# Goal of the exercise
Work out the number of lines in the records that include the word "blue"; reply with that number alone.
>>>
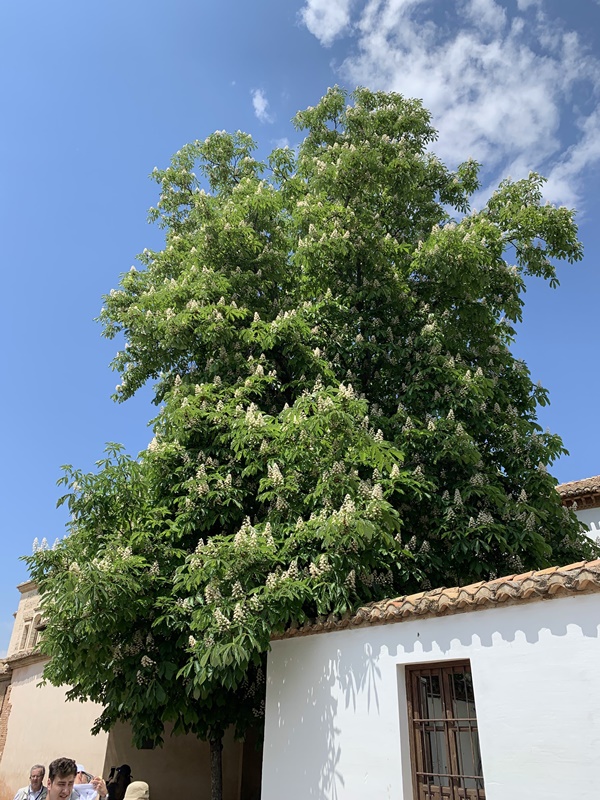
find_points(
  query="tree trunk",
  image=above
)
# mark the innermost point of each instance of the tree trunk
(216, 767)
<<<
>>>
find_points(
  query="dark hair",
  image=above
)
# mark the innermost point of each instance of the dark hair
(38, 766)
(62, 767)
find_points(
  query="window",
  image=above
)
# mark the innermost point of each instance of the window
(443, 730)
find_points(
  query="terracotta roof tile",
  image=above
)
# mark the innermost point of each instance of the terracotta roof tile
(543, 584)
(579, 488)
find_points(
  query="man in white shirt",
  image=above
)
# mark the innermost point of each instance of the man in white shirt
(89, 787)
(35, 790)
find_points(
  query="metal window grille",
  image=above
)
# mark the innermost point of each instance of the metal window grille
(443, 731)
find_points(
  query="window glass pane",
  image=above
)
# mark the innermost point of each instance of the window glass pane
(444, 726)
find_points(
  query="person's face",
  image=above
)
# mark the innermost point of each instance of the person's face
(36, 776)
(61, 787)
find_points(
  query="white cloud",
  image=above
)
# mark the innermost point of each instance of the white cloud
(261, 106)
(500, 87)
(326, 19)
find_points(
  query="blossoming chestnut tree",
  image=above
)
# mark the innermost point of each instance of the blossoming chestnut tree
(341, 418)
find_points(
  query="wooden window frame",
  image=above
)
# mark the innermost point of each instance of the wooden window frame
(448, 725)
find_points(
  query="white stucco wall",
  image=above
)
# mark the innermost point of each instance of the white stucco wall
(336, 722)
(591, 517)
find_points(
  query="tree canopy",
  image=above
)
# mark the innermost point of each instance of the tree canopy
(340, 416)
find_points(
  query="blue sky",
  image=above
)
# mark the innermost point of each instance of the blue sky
<<<
# Answer section
2